**Directions for this task**. Search the entries for the word "white" and pull out each line that has it.

┌──

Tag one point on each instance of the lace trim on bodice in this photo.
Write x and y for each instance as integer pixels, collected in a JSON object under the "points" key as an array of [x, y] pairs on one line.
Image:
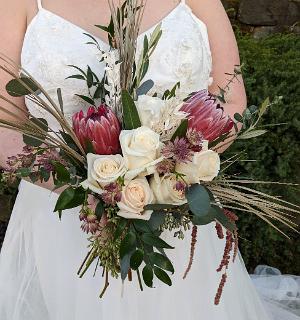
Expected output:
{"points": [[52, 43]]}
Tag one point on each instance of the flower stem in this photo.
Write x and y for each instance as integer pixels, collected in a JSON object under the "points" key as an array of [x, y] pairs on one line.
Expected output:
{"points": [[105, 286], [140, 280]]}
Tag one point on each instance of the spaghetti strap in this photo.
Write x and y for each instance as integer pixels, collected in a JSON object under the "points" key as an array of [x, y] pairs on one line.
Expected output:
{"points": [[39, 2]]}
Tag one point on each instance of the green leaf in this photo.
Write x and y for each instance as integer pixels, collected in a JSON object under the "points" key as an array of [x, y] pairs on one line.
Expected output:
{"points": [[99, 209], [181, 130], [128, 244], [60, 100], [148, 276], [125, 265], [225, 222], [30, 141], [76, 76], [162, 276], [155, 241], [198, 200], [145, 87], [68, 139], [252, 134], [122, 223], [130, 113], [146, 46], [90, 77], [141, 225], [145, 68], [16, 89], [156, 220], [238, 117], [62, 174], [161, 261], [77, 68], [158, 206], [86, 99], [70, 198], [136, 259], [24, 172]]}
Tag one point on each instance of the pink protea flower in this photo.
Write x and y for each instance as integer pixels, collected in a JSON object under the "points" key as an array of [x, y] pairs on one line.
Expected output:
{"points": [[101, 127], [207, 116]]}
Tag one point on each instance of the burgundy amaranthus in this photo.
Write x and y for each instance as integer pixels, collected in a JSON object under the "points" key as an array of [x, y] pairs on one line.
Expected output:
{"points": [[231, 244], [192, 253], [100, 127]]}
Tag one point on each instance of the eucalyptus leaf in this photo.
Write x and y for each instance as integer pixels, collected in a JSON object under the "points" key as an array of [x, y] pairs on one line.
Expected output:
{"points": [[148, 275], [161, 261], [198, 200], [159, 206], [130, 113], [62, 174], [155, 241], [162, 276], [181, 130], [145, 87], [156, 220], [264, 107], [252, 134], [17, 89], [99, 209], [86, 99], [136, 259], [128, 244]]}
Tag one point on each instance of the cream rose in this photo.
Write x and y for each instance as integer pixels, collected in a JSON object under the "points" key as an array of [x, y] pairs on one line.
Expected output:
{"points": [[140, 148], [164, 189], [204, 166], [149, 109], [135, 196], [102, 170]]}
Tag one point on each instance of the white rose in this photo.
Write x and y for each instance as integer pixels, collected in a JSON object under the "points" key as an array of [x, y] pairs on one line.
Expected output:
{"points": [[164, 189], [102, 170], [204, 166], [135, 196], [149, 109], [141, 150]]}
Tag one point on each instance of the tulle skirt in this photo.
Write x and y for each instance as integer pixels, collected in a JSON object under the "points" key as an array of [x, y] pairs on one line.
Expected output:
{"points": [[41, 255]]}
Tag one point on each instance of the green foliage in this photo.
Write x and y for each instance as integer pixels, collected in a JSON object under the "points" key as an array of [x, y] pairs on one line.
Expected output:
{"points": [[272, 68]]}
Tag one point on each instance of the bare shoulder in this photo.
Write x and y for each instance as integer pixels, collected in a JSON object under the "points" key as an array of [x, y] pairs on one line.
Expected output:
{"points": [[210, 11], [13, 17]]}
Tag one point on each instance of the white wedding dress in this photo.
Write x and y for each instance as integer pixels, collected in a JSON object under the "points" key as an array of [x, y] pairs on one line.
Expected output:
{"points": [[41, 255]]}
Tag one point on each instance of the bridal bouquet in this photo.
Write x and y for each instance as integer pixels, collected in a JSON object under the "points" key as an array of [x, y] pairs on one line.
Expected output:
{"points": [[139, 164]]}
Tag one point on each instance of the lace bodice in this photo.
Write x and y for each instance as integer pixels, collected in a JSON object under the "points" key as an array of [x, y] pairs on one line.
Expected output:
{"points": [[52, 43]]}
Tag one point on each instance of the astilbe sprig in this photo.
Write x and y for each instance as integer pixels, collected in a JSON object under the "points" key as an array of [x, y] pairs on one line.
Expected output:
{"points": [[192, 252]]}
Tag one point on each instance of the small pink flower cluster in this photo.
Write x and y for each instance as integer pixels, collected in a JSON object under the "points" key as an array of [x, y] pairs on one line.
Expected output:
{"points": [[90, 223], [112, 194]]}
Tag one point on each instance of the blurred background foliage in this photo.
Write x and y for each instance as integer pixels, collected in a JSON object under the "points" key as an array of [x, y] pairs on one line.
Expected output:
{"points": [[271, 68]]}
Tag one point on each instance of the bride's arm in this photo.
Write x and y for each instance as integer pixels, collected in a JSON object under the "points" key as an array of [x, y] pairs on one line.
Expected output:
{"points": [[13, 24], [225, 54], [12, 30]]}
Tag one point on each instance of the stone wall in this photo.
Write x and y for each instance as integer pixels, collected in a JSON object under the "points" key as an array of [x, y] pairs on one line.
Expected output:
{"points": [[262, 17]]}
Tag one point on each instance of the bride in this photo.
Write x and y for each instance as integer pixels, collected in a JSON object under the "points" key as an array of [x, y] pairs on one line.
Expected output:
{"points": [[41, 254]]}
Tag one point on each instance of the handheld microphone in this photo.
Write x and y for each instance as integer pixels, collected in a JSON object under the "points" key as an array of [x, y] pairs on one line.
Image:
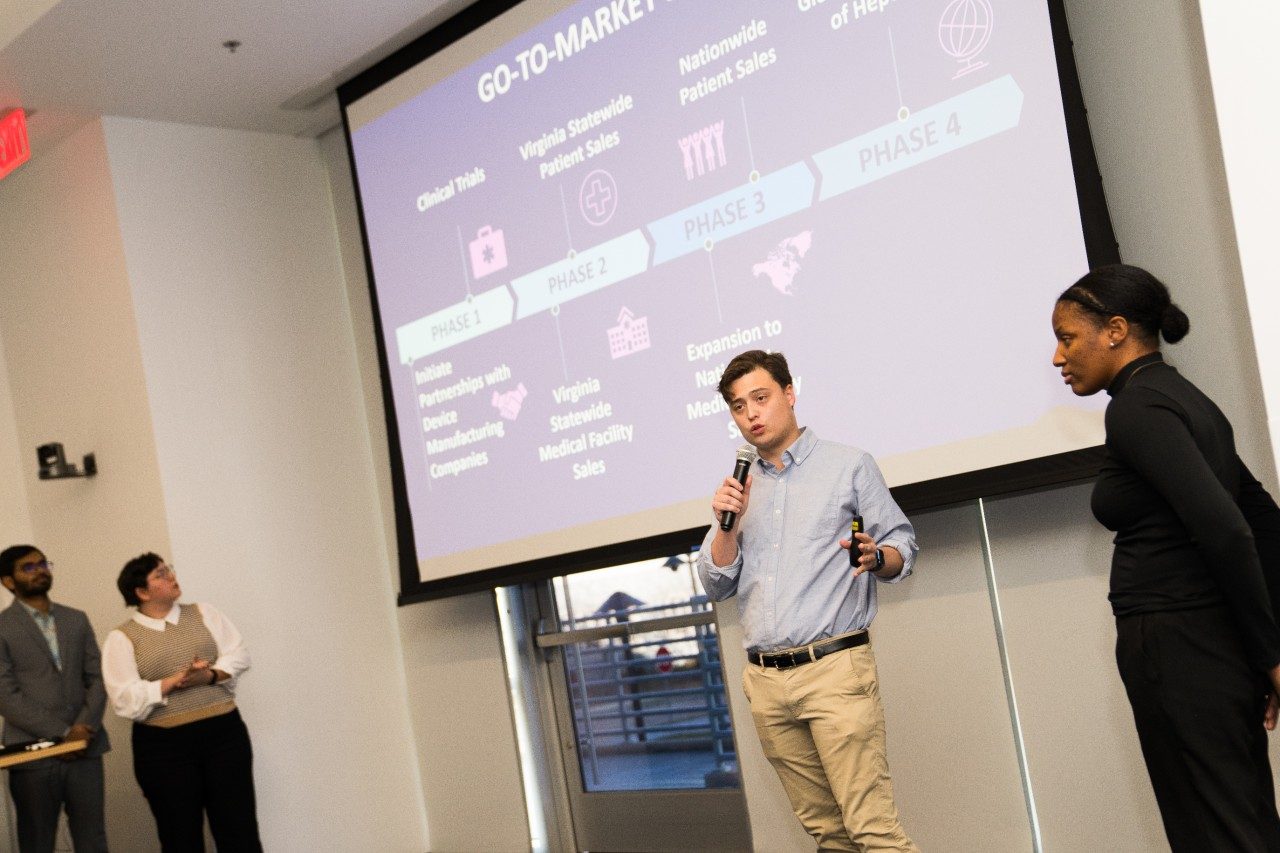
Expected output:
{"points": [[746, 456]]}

└──

**Answer area**.
Tag one point on each instance of the white rose in this photo.
Tag one point on each instance of the white wedding dress in this photo.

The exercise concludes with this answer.